─── Text excerpt
One of the main symptoms associated with social anxiety is a fear of rejection. Usually, fear of rejection is developed in early life experiences.
In my practice, I have noticed an increase in the need for therapy after spending time with family. After the holidays, for example, many people experience painful rejection from family members.
The stories carry the same theme, with different details. For some reason or other, some feel they never truly belonged with their family. They have been treated unfairly and held to different standards. Now that they have grown up and begun to live their own lives, they find themselves in a place where they need to process their painful feelings of rejection.
Rejection is an Illusion
Firstly, rejection from others is an illusion, in reality, no one can reject you but yourself. What we often perceive as rejection is a lack of compatibility. Let’s a take for example, that you were recently gifted a pair of tickets to a basketball game. You then approach an acquaintance to attend the game with you, however, this acquaintance does not like basketball at all.
If this acquaintance is honest with you, he or she will tell you “no thank you.” If you are highly sensitive to perceived social rejection, you might reach the conclusion that this acquaintance does not care for you. Even if your conclusion where correct, it still wouldn’t be rejection but a case where you and the other party have little interests in common.
It’s About Compatibility
Assume the acquaintance, who does not like basketball, agreed to go with you to the basketball game. It is highly likely that in the company of this acquaintance, you will not enjoy the game as it will become apparent that your company is not having a good time. The solution would be for you to find someone else whom you know enjoys basketball as much as you do, or go to the game by yourself.
──────
─── Listed entries
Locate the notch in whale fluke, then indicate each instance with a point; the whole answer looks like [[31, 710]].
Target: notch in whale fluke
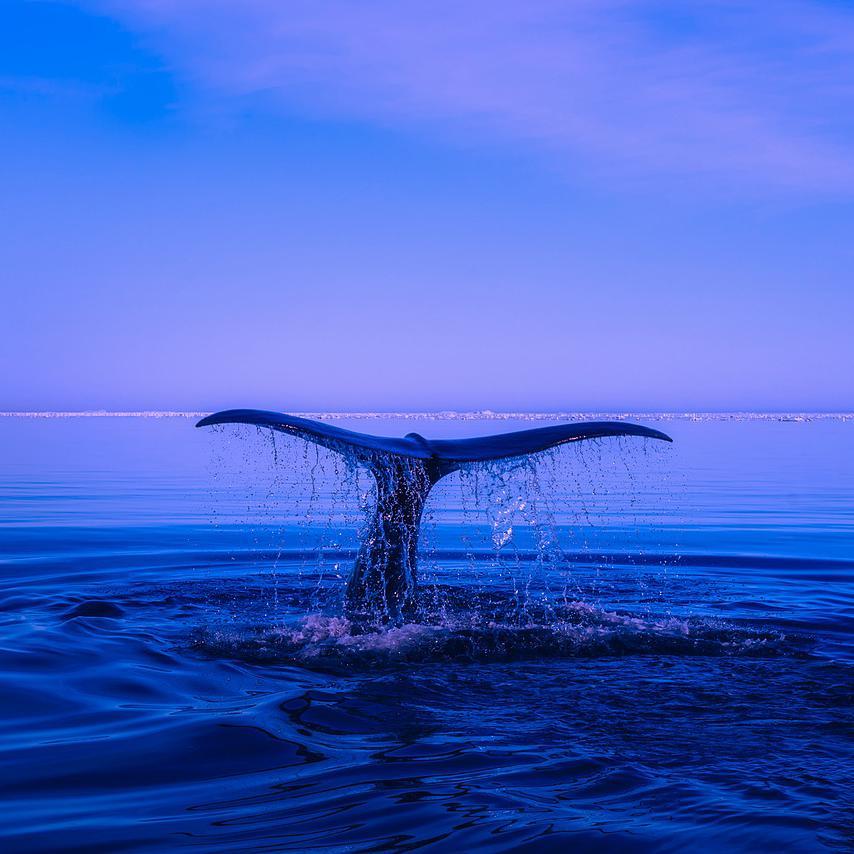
[[382, 587], [449, 451]]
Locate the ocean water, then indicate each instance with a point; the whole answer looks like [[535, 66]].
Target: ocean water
[[623, 645]]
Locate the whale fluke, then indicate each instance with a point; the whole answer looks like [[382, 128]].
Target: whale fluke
[[383, 584]]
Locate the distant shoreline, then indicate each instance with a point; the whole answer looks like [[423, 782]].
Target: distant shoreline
[[483, 415]]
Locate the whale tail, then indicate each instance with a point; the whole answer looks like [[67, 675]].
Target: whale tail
[[383, 584]]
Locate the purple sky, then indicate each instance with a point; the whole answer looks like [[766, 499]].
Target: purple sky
[[427, 205]]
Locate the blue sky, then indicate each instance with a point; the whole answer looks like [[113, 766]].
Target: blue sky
[[444, 205]]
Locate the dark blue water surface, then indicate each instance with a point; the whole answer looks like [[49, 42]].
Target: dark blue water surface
[[628, 645]]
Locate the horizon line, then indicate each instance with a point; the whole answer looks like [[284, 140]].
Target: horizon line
[[483, 414]]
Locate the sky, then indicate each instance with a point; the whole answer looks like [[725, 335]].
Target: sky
[[307, 205]]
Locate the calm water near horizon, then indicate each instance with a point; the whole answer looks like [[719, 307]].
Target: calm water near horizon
[[625, 645]]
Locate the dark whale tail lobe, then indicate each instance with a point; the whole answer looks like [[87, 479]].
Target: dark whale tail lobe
[[383, 584]]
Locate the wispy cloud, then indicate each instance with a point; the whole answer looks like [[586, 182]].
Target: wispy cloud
[[743, 94]]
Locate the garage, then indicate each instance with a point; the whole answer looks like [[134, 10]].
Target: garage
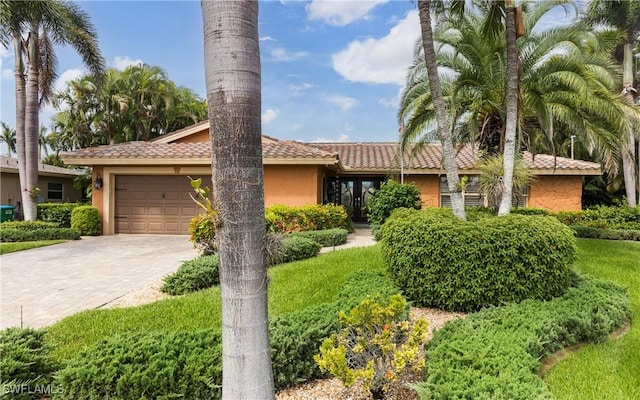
[[159, 204]]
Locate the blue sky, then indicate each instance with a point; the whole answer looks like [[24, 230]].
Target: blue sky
[[331, 70]]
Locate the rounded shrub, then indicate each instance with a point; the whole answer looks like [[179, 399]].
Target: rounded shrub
[[390, 196], [193, 275], [439, 261], [86, 219]]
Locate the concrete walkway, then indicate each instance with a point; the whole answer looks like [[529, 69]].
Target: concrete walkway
[[49, 283], [41, 286]]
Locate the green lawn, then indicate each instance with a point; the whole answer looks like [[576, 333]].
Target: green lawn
[[611, 370], [292, 287], [605, 371], [19, 246]]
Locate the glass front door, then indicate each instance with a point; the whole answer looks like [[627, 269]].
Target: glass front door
[[355, 194]]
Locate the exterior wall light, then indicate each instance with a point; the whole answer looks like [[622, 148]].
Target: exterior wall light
[[98, 182]]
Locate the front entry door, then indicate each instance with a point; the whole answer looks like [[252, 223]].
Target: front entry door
[[355, 194]]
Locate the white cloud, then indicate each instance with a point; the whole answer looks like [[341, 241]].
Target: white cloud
[[383, 60], [345, 103], [281, 54], [121, 63], [298, 89], [269, 116], [343, 137], [66, 77], [340, 12]]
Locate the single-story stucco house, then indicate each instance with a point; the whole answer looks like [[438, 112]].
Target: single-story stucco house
[[55, 183], [145, 185]]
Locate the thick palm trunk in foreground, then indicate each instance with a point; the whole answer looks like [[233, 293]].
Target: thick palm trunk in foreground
[[232, 63], [444, 128]]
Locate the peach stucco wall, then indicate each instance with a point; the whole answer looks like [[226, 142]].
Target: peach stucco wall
[[556, 193], [202, 136], [293, 185], [429, 186]]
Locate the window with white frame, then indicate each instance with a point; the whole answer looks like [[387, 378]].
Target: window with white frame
[[54, 191], [473, 195]]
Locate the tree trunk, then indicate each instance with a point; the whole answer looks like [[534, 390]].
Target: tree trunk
[[510, 143], [444, 128], [232, 64], [32, 126], [628, 144], [20, 116]]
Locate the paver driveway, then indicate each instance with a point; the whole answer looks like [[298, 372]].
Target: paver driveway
[[56, 281]]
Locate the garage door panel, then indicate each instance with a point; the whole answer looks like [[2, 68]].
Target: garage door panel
[[154, 204]]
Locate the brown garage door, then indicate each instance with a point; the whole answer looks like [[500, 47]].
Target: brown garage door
[[154, 204]]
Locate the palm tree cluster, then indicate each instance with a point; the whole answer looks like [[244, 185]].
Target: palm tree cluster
[[32, 29], [569, 85], [139, 103]]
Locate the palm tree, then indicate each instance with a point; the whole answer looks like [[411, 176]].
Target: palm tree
[[444, 129], [34, 28], [566, 89], [231, 56], [9, 138], [623, 15]]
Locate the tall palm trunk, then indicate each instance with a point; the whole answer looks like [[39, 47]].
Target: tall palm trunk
[[20, 113], [510, 144], [444, 128], [232, 65], [628, 144], [32, 125]]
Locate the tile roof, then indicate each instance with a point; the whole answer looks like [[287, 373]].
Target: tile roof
[[366, 156], [274, 149]]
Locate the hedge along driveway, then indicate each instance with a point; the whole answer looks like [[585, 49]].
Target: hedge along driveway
[[56, 281]]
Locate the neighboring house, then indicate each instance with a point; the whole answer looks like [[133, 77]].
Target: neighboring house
[[55, 183], [145, 185]]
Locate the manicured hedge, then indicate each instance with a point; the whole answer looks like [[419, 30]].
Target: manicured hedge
[[58, 213], [589, 232], [440, 261], [188, 364], [86, 219], [325, 237], [193, 275], [151, 365], [286, 219], [496, 353], [25, 360], [19, 235], [298, 248]]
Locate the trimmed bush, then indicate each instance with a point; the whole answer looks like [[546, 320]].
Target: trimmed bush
[[18, 235], [590, 232], [440, 261], [326, 237], [189, 365], [24, 360], [286, 219], [296, 337], [495, 353], [27, 225], [390, 196], [58, 213], [193, 275], [298, 248], [86, 219], [150, 365]]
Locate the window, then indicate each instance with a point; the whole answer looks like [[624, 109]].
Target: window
[[54, 191], [473, 196]]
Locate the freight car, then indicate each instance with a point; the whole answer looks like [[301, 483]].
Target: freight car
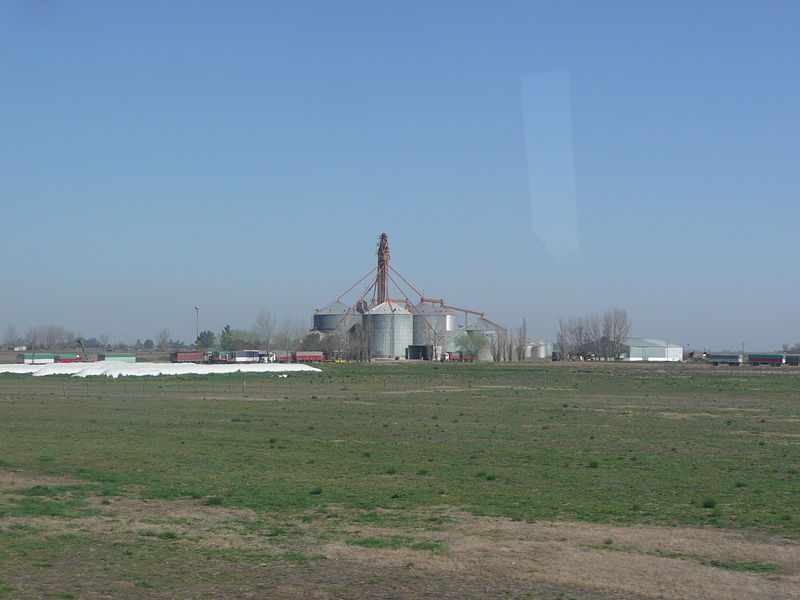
──────
■ **Actions to take**:
**A.** In the piece on social anxiety and fear of rejection, what does it say we often perceive as rejection?
**B.** Write a continuation of the piece on social anxiety and fear of rejection, picking up right after its final sentence.

■ **Task-by-task results**:
**A.** A lack of compatibility.

**B.**
We are social animals. This is the reason people who grow up perceiving rejection fall for the trap of seeking external validation. However, the pursuit of external validation leads to a never-ending cycle of negativity from disappointment.
This is because we mistake poor compatibility as a rejection of our value as a person.
The solution for the person with social anxiety who dreads rejection is to seek validation from within themselves.
Fundamentally, people are inherently good. This is the reason people often will refer to their conscience when it comes to evaluating the moralities of their decisions. To see yourself as a fundamentally good person, you must come to accept yourself with unconditional regard.
Judgments of good and bad should only be based on your actions.
Once you begin the practice of accepting yourself unconditionally, you will find yourself naturally drawn to people who also have unconditional regard for themselves. As a result, looking for company at a basketball game becomes a matter of finding someone who is passionate about basketball.
In addition, disagreements with family members during holiday gatherings, simply means that you and those family members have a difference of opinion.